Records for this exercise:
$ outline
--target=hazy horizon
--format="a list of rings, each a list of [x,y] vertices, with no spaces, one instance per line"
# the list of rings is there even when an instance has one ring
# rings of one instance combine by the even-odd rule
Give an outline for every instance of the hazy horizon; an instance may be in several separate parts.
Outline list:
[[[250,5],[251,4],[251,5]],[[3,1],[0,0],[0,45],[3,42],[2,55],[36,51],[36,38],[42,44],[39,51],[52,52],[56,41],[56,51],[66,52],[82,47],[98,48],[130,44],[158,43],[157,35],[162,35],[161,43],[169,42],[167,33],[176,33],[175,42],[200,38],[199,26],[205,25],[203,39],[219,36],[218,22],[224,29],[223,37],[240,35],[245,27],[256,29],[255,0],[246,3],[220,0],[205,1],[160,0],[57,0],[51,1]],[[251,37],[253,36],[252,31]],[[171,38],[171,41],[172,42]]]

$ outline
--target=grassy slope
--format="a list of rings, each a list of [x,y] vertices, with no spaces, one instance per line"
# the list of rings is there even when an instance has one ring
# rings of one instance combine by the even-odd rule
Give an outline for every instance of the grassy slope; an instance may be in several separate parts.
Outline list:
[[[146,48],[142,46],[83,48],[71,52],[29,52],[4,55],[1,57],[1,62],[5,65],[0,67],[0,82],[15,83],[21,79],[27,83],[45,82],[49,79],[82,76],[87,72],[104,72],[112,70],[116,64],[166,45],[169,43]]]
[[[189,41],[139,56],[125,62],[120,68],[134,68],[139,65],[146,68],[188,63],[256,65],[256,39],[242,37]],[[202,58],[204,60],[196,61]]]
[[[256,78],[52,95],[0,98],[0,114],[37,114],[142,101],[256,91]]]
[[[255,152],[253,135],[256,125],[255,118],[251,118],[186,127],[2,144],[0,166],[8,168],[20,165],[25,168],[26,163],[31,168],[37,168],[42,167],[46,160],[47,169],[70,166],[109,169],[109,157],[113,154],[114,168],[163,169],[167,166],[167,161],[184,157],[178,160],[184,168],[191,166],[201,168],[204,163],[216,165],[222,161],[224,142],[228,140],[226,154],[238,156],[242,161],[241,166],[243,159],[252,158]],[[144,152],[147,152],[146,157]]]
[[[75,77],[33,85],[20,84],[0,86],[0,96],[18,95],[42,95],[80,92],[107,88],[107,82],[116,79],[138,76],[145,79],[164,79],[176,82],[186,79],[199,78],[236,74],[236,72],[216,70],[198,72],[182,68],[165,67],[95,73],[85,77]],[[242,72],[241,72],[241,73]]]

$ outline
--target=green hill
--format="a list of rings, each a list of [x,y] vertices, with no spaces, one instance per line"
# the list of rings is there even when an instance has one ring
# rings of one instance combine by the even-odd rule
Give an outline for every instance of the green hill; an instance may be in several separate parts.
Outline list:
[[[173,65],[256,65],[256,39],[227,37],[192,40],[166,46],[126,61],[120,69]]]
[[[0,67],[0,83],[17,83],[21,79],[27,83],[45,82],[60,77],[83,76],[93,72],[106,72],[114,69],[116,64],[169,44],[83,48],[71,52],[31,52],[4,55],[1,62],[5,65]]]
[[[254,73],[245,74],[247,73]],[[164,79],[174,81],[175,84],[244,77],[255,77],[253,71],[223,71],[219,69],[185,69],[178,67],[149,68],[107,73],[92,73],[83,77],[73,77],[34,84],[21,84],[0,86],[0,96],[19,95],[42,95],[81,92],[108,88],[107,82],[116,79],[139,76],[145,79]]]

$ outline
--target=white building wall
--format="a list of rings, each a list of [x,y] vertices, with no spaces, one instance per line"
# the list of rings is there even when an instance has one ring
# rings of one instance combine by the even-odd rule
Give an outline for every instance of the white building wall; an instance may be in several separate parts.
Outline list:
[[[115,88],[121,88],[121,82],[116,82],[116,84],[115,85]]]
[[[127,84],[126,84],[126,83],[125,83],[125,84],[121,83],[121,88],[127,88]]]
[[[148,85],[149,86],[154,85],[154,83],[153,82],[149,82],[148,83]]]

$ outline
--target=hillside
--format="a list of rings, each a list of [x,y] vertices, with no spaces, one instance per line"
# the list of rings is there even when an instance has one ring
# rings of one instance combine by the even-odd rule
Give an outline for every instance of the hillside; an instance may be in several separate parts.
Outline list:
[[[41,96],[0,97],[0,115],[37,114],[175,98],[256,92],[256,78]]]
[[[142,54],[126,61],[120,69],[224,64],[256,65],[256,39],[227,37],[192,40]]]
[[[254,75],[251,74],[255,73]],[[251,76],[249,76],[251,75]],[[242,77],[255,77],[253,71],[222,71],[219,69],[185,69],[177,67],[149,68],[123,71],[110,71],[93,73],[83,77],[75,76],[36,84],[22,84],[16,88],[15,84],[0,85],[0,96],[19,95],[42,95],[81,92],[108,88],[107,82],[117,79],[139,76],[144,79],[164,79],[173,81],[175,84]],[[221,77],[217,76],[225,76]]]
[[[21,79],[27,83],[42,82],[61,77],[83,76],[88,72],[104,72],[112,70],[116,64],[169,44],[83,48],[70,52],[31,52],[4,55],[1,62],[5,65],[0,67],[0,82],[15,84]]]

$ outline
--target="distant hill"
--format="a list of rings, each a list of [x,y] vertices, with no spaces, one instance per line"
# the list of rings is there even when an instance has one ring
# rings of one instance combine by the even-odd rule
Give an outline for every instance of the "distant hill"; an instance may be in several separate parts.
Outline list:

Request: Copy out each line of the items above that contains the word "building". Case counts.

Exercise solution:
--target=white building wall
Give an outline for every instance of the white building wall; an instance may be in several separate parts.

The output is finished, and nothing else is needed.